Liban
Lettre ouverte au Président Macron
Hassan Hamadé

Lundi 7 septembre 2020
[Publiée à la veille de la
deuxième visite présidentielle suite à
l’explosion du port de Beyrouth]
Monsieur le
Président,
Soyez le
bienvenu au Liban.
Qu’il est
intelligent le préambule de votre visite
historique au cours de laquelle vous
espérez annoncer le lancement du
deuxième centenaire du « Grand Liban » à
la suite du général Gouraud qui lança
son premier centenaire, en ce même jour
de 1920, et ainsi entrer dans l’Histoire
avec ses avantages et ses
inconvénients !
L’intelligence revient à votre choix de
la beauté en réservant à notre icône
nationale, Madame Fayrouz, la toute
première étape de votre visite dans la
continuité de l’événement ayant eu lieu
en 1989 à l’occasion du bicentenaire de
la Révolution française, lorsque sa voix
magique fut choisie pour accompagner le
spectaculaire défilé sur les
Champs-Elysées ;
les plus belles initiatives politiques
étant, en effet, celles qui se drapent
du grand art.
Un
choix qui témoigne aussi d’un peu
d’audace étant donné que Madame Fayrouz
est la plus célèbre parmi ceux qui ont
chanté pour la Palestine et pour la
Syrie, le timbre somptueux de sa voix
ayant anticipé la disparition de
l'ennemi du soleil et la libération de
la terre du Christ de son oppression et
de son racisme, le jour où elle a
chanté :
Et tu laveras, ô fleuve du Jourdain, mon
visage avec tes eaux sacrées
Et tu effaceras, ô fleuve du Jourdain,
les traces de pas de la barbarie
Monsieur le
Président
Qu’il est plaisant aussi pour une
personne ordinaire, comme l’auteur de
ces lignes, de s'adresser à un esprit
brillant tel que le vôtre en un temps
tel que le nôtre où ses paroles ont
l’effet de la foudre sur le monde de la
politique et l'arène du jeu des
nations !

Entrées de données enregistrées
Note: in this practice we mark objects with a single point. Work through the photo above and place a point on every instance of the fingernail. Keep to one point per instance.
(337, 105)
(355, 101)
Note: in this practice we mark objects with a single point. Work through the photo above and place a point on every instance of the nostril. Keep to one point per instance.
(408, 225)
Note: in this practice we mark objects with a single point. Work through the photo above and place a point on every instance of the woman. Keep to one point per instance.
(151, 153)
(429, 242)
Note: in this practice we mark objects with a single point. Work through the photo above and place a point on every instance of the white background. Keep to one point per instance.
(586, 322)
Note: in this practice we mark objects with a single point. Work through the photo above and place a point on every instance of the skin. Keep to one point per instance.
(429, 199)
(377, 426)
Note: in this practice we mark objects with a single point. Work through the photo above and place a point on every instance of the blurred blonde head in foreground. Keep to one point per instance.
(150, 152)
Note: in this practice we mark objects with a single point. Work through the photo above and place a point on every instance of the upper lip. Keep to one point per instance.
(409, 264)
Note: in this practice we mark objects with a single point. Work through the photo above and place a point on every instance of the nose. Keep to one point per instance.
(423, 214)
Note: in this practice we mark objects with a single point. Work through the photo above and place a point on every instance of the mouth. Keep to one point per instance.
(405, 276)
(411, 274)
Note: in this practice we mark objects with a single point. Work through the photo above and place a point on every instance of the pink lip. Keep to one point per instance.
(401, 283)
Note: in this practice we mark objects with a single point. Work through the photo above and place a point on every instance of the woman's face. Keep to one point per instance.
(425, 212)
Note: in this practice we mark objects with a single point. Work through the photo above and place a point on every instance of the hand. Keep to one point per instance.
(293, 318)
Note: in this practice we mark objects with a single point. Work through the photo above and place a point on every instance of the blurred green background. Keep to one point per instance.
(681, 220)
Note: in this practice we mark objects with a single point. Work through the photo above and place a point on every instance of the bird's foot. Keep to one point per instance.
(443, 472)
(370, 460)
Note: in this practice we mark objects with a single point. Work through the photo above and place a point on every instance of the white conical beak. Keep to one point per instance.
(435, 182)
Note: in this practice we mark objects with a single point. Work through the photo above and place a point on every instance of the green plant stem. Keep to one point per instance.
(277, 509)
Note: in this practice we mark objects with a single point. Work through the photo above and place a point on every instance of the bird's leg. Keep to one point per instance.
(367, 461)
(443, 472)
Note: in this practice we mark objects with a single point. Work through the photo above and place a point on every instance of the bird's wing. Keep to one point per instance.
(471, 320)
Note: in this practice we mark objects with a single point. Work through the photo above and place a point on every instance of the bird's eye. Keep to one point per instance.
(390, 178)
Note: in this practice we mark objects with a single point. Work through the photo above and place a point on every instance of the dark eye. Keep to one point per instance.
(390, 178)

--

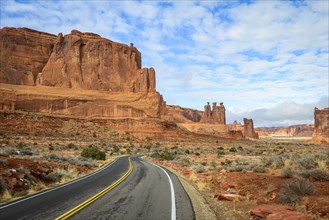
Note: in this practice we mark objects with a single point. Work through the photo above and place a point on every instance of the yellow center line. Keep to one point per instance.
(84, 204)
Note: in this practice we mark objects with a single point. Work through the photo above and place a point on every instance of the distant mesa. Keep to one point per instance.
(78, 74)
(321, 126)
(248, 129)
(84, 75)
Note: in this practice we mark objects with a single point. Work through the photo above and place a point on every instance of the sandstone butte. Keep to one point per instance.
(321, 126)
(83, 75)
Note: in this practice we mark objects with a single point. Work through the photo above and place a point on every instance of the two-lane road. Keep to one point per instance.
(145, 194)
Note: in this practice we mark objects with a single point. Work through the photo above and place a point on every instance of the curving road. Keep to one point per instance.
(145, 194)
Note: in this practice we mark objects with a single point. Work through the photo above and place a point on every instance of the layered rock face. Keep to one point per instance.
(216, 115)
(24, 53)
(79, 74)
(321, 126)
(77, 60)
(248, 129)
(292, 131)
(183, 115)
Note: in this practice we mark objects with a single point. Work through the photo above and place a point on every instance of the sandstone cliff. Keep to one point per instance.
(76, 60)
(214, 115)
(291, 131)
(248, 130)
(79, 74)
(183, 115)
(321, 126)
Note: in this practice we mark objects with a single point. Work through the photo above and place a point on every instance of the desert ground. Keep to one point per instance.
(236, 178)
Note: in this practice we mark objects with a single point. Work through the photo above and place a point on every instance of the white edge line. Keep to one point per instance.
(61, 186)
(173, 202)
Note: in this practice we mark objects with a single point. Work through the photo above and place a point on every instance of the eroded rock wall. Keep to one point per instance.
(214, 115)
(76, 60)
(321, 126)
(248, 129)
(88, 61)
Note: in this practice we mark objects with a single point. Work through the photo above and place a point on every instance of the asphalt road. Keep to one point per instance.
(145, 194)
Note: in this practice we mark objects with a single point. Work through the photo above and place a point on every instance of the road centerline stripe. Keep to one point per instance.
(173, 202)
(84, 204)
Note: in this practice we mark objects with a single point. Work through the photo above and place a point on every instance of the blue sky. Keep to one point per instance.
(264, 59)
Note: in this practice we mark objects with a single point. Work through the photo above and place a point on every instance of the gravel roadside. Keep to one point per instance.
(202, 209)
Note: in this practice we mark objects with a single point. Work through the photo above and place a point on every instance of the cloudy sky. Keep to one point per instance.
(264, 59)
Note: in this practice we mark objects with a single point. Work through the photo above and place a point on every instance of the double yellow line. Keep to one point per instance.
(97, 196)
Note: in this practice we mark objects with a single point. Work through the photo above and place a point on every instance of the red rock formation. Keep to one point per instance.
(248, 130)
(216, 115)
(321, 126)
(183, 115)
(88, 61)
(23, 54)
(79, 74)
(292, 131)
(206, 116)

==

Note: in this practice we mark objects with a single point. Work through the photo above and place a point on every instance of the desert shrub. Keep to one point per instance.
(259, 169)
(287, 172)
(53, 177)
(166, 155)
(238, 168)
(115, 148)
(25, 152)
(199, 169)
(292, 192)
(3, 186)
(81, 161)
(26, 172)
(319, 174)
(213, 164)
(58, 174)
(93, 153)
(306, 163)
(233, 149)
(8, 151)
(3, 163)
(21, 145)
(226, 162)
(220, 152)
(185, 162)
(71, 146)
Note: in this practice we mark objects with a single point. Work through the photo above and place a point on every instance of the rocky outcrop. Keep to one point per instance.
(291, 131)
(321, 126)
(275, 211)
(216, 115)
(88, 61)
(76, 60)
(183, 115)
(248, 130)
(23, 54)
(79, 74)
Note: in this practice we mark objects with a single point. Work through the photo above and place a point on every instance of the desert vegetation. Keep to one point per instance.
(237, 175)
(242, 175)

◆ **CONSIGNES**
(a) Reproduisez le passage de l'extrait qui commence par « L’intelligence revient à » et se poursuit jusqu'à « du grand art. ».
(b) Comptez les lignes des entrées où figure le mot « sandstone », puis indiquez ce nombre seul.
Les entrées n'ont aucun lien avec l'extrait.

◆ **RÉSULTATS ATTENDUS**
(a)
L’intelligence revient à votre choix de
la beauté en réservant à notre icône
nationale, Madame Fayrouz, la toute
première étape de votre visite dans la
continuité de l’événement ayant eu lieu
en 1989 à l’occasion du bicentenaire de
la Révolution française, lorsque sa voix
magique fut choisie pour accompagner le
spectaculaire défilé sur les
Champs-Elysées ;
les plus belles initiatives politiques
étant, en effet, celles qui se drapent
du grand art.

(b) 2